Your answer should hold every line of the records below that contains the string "woman".

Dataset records

==========

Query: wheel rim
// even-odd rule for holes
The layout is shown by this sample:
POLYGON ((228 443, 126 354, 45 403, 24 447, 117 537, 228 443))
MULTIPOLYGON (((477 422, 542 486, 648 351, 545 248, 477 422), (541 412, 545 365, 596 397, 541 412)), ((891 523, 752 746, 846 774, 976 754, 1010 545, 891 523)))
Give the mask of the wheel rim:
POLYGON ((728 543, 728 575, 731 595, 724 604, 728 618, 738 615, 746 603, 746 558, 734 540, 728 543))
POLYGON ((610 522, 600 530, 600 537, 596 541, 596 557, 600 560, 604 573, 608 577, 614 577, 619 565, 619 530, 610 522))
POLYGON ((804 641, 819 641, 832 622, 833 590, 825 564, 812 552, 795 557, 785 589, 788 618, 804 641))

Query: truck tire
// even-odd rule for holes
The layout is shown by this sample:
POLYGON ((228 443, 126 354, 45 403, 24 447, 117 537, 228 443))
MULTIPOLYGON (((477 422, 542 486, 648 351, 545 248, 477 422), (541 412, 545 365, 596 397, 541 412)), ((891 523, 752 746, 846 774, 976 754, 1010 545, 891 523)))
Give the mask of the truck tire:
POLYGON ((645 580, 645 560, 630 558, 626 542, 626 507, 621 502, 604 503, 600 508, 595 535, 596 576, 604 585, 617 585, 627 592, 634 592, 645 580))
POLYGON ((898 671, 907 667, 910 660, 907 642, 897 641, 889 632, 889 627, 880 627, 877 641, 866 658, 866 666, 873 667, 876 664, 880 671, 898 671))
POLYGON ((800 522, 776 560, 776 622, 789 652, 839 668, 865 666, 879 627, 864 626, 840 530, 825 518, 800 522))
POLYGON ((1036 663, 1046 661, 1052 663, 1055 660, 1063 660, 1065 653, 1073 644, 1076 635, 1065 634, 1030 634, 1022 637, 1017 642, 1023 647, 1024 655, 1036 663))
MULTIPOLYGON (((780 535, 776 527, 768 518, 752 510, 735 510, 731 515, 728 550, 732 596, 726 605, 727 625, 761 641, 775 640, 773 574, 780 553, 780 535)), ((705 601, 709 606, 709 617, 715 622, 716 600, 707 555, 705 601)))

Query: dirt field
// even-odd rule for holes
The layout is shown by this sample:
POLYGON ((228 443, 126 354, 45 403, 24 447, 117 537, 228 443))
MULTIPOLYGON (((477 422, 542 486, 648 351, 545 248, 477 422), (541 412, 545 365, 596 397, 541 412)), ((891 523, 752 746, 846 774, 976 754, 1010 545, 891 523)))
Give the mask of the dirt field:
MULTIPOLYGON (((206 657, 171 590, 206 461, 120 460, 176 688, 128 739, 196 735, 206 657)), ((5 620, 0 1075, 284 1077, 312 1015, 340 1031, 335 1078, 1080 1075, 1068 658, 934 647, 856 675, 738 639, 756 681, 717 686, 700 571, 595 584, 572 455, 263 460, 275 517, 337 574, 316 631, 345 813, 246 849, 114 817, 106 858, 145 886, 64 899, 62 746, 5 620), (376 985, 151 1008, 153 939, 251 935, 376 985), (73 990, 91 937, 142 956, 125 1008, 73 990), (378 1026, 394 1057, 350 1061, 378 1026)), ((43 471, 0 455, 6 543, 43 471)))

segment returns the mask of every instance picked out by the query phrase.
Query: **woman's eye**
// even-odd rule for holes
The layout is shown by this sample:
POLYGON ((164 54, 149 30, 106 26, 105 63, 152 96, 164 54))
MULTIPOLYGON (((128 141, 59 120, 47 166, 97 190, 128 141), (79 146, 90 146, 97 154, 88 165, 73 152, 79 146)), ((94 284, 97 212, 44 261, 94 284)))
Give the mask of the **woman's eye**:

==========

Solved problem
Query: **woman's eye**
Give the mask of the **woman's eye**:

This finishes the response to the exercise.